Given instruction »
Please pull out every line in the entries below that contains the word "nose", copying each such line whole. Case counts, so only matches with identical capitalization qualify.

# Start of Data supplied

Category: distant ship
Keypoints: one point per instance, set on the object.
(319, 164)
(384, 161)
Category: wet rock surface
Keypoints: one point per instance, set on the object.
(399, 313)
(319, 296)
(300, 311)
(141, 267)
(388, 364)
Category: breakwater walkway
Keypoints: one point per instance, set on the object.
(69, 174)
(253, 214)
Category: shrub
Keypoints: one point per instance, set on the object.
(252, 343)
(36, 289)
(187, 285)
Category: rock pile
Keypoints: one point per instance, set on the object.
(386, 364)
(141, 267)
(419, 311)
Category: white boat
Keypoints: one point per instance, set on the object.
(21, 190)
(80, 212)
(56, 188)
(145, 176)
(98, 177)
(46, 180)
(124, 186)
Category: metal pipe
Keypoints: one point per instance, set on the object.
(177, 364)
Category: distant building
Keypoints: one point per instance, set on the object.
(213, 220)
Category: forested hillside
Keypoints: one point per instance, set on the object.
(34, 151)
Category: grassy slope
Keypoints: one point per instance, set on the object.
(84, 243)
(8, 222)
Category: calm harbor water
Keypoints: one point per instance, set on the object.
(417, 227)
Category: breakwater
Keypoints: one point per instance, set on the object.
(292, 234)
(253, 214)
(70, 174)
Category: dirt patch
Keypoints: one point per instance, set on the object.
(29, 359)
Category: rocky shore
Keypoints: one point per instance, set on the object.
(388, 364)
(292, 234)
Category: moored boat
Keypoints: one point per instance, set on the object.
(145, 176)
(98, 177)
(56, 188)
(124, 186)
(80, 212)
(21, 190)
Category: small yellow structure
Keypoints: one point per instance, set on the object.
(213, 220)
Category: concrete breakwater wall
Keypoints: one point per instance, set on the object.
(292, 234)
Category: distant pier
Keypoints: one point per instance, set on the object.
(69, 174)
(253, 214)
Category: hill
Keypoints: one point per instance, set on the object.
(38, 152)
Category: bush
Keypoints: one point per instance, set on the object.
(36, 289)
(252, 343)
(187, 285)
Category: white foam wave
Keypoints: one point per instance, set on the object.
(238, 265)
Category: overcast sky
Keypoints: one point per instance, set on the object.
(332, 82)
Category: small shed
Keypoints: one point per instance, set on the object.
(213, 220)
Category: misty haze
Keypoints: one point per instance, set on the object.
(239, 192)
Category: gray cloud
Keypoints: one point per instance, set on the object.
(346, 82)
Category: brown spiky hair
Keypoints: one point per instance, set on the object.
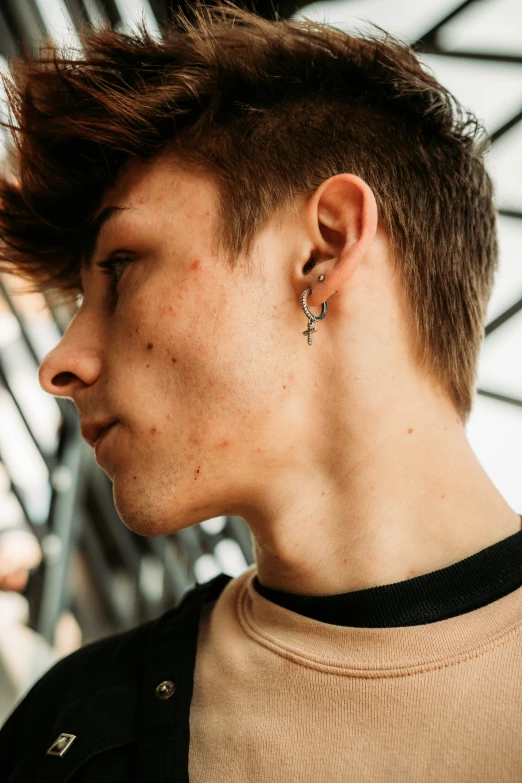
(270, 109)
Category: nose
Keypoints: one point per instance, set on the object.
(73, 364)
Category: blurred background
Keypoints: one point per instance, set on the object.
(70, 571)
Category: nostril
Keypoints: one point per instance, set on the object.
(63, 379)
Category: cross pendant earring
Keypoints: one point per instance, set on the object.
(309, 331)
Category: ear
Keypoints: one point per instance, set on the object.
(341, 222)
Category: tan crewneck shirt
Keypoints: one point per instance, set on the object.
(279, 696)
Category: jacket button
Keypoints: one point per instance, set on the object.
(165, 690)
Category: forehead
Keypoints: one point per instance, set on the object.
(160, 184)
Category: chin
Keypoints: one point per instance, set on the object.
(143, 510)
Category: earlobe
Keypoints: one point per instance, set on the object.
(343, 212)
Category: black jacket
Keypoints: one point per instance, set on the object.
(126, 699)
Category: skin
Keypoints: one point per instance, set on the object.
(351, 467)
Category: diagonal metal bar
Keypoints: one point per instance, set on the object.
(500, 397)
(503, 317)
(430, 35)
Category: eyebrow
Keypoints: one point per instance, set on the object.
(92, 232)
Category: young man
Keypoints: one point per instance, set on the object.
(285, 242)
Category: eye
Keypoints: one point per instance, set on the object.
(114, 267)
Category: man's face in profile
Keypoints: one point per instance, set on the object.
(188, 356)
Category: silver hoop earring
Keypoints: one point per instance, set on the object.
(311, 317)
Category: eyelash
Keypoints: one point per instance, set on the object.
(109, 267)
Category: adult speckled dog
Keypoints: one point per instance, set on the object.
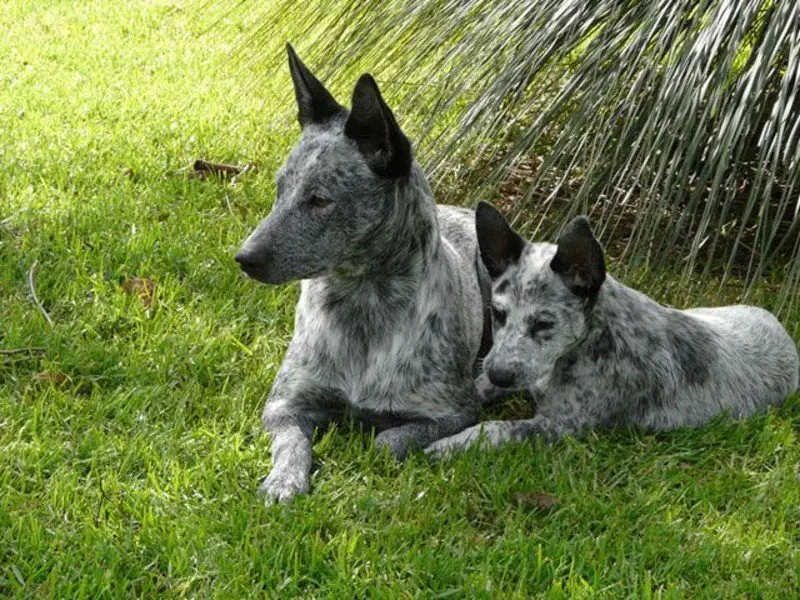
(391, 312)
(595, 353)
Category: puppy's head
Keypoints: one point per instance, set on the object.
(540, 295)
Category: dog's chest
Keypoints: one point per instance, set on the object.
(391, 371)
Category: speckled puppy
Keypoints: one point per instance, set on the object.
(595, 353)
(394, 300)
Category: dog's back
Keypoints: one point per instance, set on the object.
(758, 360)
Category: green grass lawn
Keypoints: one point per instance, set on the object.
(130, 448)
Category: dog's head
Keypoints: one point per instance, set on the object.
(336, 184)
(540, 297)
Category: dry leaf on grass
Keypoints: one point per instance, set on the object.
(53, 377)
(540, 500)
(203, 169)
(144, 288)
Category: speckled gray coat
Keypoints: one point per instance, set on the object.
(595, 353)
(390, 319)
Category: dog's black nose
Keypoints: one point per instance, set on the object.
(501, 377)
(246, 259)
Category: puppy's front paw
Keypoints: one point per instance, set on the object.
(455, 443)
(282, 486)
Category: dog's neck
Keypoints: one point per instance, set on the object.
(394, 258)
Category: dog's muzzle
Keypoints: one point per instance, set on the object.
(255, 264)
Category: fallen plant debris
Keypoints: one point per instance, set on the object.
(31, 350)
(203, 169)
(535, 500)
(53, 377)
(144, 288)
(32, 287)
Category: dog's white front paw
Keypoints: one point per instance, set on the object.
(455, 443)
(282, 486)
(396, 443)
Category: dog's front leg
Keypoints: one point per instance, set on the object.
(419, 434)
(290, 421)
(291, 459)
(496, 433)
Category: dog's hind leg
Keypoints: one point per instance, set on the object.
(495, 433)
(419, 434)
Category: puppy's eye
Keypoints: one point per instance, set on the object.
(318, 201)
(538, 325)
(499, 316)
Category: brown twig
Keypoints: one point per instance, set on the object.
(31, 350)
(35, 297)
(202, 168)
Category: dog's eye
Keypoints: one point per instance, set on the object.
(318, 201)
(499, 316)
(538, 325)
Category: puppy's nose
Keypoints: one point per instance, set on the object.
(246, 259)
(500, 377)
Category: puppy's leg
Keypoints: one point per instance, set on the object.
(418, 434)
(496, 433)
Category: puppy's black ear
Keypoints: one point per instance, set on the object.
(314, 103)
(500, 246)
(579, 259)
(373, 127)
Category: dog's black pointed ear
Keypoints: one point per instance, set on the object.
(373, 127)
(579, 259)
(314, 103)
(500, 246)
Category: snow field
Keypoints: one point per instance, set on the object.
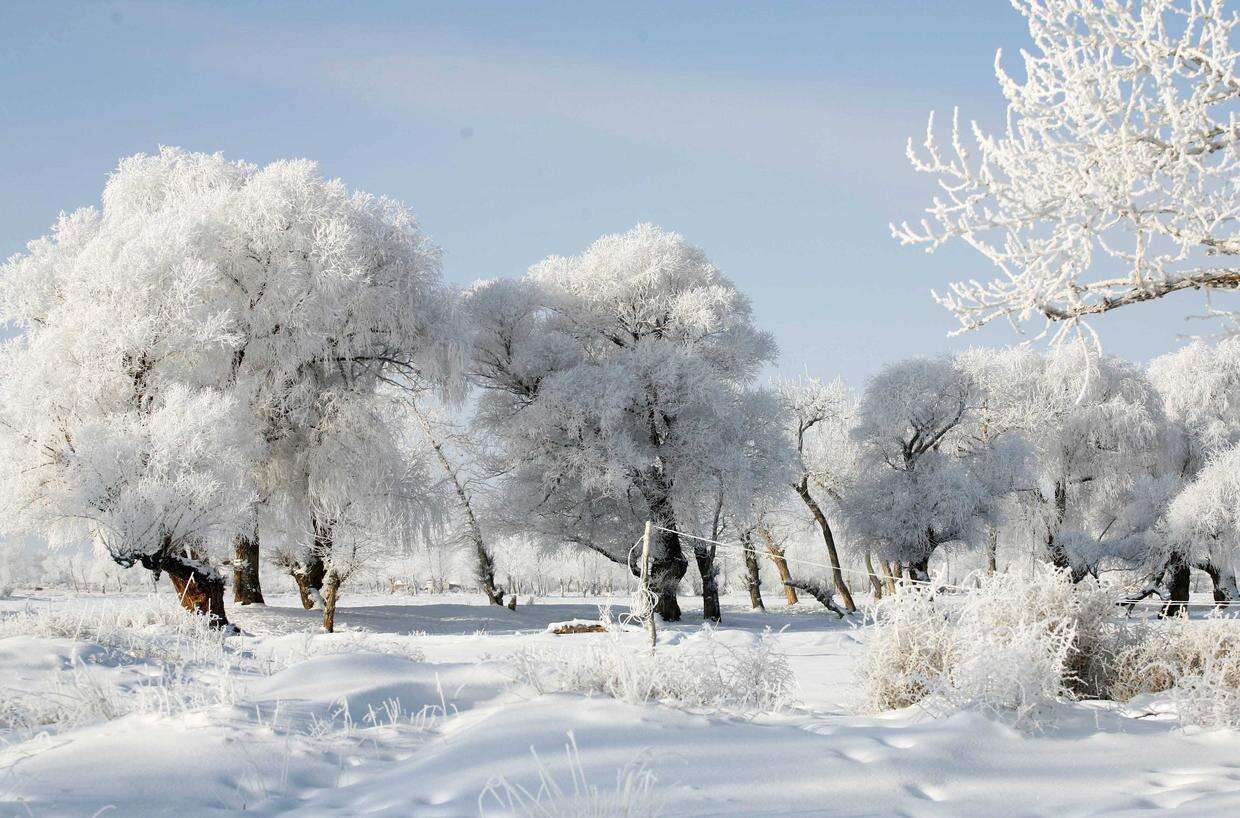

# End of Data supplied

Result »
Category: nose
Category: dog's black nose
Category: puppy's nose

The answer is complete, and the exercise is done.